* **Task objective**
Only the lines from the one containing "pick out the concrete plaza" through the end of the material are to be echoed, each exactly as it appears.

* **Given entries**
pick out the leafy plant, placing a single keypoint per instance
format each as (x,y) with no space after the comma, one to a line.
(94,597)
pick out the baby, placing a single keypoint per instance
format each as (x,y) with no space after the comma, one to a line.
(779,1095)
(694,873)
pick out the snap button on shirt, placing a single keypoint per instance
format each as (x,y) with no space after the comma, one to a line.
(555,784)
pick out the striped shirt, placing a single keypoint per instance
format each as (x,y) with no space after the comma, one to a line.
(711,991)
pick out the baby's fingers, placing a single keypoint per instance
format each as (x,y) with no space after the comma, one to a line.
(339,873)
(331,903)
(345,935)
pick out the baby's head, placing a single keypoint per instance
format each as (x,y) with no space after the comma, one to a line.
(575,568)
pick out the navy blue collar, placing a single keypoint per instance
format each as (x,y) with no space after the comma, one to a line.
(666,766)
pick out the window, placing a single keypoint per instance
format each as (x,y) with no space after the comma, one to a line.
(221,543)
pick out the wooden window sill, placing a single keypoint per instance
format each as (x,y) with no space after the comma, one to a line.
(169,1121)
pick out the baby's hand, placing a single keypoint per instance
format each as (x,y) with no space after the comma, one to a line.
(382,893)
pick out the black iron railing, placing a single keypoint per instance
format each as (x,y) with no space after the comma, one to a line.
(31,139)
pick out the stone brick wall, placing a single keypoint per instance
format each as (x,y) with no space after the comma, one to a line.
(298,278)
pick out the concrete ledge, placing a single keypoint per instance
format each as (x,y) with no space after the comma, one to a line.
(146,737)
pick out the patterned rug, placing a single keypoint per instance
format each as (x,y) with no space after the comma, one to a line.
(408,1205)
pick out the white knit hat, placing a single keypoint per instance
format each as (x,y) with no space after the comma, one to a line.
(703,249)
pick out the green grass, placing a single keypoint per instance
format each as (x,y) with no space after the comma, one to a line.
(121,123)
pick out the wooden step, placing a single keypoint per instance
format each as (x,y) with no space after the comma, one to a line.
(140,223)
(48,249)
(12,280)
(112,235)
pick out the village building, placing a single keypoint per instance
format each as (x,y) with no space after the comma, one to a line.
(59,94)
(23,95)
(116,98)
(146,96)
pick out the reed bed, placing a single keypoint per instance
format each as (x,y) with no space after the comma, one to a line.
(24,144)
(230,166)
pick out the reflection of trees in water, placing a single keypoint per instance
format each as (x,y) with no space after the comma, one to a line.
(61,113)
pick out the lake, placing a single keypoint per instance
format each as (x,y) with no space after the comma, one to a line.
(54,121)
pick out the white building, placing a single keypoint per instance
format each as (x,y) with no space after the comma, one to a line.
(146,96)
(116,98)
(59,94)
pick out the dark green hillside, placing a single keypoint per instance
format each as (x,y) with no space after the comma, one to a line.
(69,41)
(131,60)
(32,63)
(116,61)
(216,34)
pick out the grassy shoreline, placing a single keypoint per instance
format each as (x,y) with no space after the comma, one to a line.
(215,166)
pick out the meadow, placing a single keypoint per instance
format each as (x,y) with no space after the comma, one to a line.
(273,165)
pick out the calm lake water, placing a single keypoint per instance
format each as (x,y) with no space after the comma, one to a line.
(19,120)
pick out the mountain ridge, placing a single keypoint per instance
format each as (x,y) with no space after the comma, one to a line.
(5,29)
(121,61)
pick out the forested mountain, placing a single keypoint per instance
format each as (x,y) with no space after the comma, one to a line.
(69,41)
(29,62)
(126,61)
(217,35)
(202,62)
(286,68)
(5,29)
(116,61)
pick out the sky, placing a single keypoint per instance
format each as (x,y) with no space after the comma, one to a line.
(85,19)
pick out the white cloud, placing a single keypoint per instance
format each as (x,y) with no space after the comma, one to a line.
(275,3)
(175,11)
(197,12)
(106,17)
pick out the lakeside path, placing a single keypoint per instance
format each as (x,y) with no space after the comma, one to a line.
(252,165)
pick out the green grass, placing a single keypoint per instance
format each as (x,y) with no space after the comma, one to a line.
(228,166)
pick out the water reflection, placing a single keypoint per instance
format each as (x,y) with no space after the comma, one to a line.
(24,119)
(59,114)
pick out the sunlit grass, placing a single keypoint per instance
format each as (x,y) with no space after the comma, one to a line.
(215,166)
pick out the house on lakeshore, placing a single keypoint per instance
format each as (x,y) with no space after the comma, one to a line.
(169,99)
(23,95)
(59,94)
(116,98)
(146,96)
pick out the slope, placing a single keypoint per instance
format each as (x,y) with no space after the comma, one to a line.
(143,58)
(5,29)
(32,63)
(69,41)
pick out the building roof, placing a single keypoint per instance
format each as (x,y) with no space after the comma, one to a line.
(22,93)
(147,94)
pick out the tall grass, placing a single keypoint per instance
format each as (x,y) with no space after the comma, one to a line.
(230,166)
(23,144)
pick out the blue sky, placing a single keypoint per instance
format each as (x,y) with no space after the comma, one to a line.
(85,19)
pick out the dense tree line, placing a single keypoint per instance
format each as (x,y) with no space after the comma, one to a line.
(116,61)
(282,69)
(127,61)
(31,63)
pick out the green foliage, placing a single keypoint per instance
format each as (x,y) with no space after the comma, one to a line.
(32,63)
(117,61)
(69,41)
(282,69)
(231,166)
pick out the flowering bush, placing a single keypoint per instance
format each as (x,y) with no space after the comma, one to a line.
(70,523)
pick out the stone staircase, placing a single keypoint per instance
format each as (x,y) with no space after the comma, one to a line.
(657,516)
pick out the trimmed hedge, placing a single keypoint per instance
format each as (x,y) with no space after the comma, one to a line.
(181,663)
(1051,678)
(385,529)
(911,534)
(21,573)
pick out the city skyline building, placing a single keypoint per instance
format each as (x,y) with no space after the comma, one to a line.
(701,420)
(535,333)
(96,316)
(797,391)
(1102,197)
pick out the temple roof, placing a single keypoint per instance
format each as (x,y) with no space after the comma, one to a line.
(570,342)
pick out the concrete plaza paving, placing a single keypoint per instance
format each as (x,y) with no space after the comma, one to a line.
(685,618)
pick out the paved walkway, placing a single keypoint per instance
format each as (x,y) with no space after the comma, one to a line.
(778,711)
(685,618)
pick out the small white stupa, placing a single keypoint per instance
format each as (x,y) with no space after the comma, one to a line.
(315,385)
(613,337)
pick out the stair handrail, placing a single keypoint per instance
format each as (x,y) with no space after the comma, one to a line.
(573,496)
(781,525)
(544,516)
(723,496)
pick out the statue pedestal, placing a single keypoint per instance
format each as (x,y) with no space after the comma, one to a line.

* **The output**
pick out the concrete plaza paving, placing a single keypoint per instance
format each as (x,y) with no space after the comma, one to a line.
(685,618)
pick out the paved walkway, placing a single keypoint per instance
format each as (x,y) with no space after the comma, one to a line.
(778,711)
(685,618)
pick out the small white stupa, placing a single keypoint per instance
format each as (x,y) with no space after the comma, one to a line.
(315,385)
(613,337)
pick out the stair handrail, placing a single keypoint per instance
format each as (x,y) with no space after the comma, one to a line.
(573,496)
(781,525)
(544,516)
(723,496)
pick out the statue pedestal, placing a single keypoint per instance
format each as (x,y) with no space after the comma, one to a line.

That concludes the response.